# start of Given text

The DHS Program User Forum
Discussions regarding The DHS Program data and results
Home » Data » Weighting data » Interpretation of Rescaled household level weights for India-NFHS4 (rescaling household level weights for multinomial logit regression and interpretation)
Interpretation of Rescaled household level weights for India-NFHS4 [message #18651] Mon, 20 January 2020 11:28 Go to next message
preshit is currently offline  preshit
Messages: 13
Registered: March 2018
Location: Tucson, AZ, USA
Member
Hello DHS Forum Members,
My apologies in advance for lengthy post but I want to explain the issue in detail so it will be useful to others as well. For my analysis, I am using the NFHS-4 PR file and multinomial logit regression. I am stratifying my analysis on rural and urban samples and using svy command for population-level inference. I have rescaled my weight variable and my Stata code looks like below:

gen newhv005= hv005/1000000

svyset,clear
svyset [pw=newhv005],psu(hv021)strata(hv023) singleunit(centered)

svy, subpop(if respondent_residence==0) : mlogit Y X1##(i.X2 i.X3) i.X4 i.X5 i.State Fixed Effect // for rural sample
mlogit,rrr

svy, subpop(if respondent_residence==1) : mlogit Y X1##(i.X2 i.X3) i.X4 i.X5 i.State Fixed Effect // for urban sample
mlogit,rrr

svy : mlogit Y X1##(i.X2 i.X3) i.X4 i.X5 i.respondent_residence i.State Fixed Effect // for entire sample
mlogit,rrr


I have tested my code with and without svy setting my data. Without svyset all mlogit regressions give me coefficients, SEs, CIs, and associated P-values. However, when I svyset my data, for urban sample, I am getting the following error:
Warning: variance matrix is nonsymmetric or highly singular

And the output is missing SEs, CIs, and associated P-values.

# end of Given text

### [Given instruction A]
Reproduce the passage of the forum post between "svy : mlogit" and "missing SEs, CIs, and associated P-values.", inclusive.
The forum post and the records are unrelated to each other.

# start of Material for this exercise

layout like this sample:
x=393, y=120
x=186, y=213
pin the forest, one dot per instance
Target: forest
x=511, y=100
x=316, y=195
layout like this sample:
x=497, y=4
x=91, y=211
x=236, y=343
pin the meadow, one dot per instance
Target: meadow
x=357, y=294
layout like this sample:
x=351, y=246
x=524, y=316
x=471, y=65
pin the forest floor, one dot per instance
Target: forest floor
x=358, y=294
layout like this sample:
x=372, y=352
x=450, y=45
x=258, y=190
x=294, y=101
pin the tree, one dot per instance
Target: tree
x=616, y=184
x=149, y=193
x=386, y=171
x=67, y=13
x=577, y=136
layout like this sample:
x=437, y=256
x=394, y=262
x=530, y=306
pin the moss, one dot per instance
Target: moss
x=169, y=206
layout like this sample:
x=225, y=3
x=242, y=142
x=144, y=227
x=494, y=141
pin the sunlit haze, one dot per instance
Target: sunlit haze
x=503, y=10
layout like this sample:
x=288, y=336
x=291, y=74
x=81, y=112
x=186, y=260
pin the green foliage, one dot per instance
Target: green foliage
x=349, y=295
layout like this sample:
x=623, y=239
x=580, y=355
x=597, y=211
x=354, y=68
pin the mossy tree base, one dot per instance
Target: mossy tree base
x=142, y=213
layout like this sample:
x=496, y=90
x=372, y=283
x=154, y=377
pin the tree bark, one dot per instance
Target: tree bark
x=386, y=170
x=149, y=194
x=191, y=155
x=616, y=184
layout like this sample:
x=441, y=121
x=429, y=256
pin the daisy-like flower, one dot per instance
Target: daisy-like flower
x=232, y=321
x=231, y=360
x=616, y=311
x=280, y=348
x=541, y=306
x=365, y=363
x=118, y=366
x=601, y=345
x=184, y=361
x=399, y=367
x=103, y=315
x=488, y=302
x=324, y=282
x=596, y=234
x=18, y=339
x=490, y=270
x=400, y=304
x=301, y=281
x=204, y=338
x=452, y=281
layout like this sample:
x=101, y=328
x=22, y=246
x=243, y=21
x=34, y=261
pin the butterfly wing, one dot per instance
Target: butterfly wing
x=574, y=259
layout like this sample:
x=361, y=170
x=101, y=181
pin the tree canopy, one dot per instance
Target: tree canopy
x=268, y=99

# end of Material for this exercise
# start of Material for this exercise

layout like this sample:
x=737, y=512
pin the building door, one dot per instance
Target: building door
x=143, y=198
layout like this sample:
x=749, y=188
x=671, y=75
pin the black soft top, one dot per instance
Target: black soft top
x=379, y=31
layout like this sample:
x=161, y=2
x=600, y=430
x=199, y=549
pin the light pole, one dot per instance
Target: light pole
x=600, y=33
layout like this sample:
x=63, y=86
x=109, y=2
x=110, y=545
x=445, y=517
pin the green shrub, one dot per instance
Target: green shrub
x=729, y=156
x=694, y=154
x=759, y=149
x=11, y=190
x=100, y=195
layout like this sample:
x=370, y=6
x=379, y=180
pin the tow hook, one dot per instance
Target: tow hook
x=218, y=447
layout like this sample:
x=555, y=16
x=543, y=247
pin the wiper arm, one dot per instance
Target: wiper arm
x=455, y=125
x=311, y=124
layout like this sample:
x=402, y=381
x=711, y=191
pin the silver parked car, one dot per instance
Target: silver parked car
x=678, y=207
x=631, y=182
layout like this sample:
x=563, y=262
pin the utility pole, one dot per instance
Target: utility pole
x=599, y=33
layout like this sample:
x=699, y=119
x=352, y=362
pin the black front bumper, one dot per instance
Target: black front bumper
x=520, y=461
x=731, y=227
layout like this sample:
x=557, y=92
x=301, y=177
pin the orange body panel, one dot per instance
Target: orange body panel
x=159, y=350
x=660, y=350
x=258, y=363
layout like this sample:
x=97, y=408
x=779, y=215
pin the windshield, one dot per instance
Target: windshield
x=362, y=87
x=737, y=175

# end of Material for this exercise

### [Given instruction B]
Return each line of the records that contains the string "silver".

### [Written answer A]
svy : mlogit Y X1##(i.X2 i.X3) i.X4 i.X5 i.respondent_residence i.State Fixed Effect // for entire sample
mlogit,rrr


I have tested my code with and without svy setting my data. Without svyset all mlogit regressions give me coefficients, SEs, CIs, and associated P-values. However, when I svyset my data, for urban sample, I am getting the following error:
Warning: variance matrix is nonsymmetric or highly singular

And the output is missing SEs, CIs, and associated P-values.

### [Written answer B]
pin the silver parked car, one dot per instance
Target: silver parked car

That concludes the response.